(Stored items)

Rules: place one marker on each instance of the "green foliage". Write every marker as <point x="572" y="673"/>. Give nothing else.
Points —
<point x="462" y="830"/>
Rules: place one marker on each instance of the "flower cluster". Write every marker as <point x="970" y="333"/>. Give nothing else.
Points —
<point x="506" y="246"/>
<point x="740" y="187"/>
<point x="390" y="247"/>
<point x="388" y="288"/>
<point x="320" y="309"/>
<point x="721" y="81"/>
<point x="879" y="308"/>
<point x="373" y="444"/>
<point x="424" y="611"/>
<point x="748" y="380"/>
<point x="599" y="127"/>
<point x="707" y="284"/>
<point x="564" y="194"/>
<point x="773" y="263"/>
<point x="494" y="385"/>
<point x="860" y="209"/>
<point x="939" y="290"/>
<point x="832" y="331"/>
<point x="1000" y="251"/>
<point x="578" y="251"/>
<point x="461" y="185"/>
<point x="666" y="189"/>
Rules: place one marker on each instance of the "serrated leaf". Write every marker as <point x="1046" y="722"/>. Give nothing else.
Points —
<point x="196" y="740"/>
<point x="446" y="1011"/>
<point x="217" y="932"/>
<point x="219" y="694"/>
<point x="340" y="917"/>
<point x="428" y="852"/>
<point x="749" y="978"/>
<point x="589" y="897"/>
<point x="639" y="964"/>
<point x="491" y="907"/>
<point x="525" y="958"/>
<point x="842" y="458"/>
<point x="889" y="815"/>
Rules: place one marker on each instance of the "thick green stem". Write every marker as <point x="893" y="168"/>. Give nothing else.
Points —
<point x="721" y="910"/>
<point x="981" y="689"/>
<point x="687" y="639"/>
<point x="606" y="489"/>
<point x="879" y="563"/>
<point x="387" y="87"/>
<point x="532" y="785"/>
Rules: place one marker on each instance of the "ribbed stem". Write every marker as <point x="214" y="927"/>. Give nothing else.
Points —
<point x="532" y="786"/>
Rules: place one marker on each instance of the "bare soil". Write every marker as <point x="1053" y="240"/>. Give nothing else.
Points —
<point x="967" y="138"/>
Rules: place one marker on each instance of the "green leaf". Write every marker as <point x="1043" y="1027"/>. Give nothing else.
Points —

- TASK REQUIREMENTS -
Write the entries above out again, verbatim.

- ANSWER FOR THE TASK -
Rules: place one marker on each instance of the "green foliage". Write every marker as <point x="572" y="673"/>. Give nothing else.
Points —
<point x="462" y="830"/>
Rules: place one marker on each instance of the "flower cluster". Write every marker as <point x="970" y="333"/>. Give nothing else.
Points —
<point x="506" y="246"/>
<point x="740" y="187"/>
<point x="390" y="247"/>
<point x="388" y="288"/>
<point x="320" y="309"/>
<point x="721" y="81"/>
<point x="879" y="308"/>
<point x="373" y="444"/>
<point x="424" y="611"/>
<point x="748" y="380"/>
<point x="599" y="127"/>
<point x="707" y="284"/>
<point x="564" y="194"/>
<point x="773" y="263"/>
<point x="494" y="385"/>
<point x="860" y="209"/>
<point x="939" y="290"/>
<point x="832" y="331"/>
<point x="1000" y="251"/>
<point x="578" y="251"/>
<point x="461" y="185"/>
<point x="666" y="189"/>
Rules: place one marker on each instance of the "serrated leaf". Write every marker as <point x="1046" y="722"/>. Give nothing else.
Points —
<point x="196" y="740"/>
<point x="446" y="1011"/>
<point x="217" y="932"/>
<point x="219" y="694"/>
<point x="340" y="917"/>
<point x="428" y="852"/>
<point x="749" y="978"/>
<point x="589" y="897"/>
<point x="639" y="964"/>
<point x="491" y="907"/>
<point x="525" y="958"/>
<point x="842" y="458"/>
<point x="889" y="815"/>
Rules: place one marker on each instance of the "thick green stem". Write every marker as <point x="893" y="168"/>. Give nothing else.
Points —
<point x="721" y="910"/>
<point x="981" y="689"/>
<point x="687" y="639"/>
<point x="606" y="489"/>
<point x="879" y="563"/>
<point x="387" y="87"/>
<point x="532" y="785"/>
Rules: place one marker on each instance of the "ribbed stem". Write every marker as <point x="214" y="927"/>. Give nothing else.
Points —
<point x="532" y="786"/>
Rules: place one marker on each instance of the "bare soil". Write every marker as <point x="1053" y="240"/>. Give nothing else.
Points —
<point x="967" y="138"/>
Rules: place one marker on each instance of the "green leaf". Write every marker as <point x="1043" y="1027"/>. Give nothing else.
Points —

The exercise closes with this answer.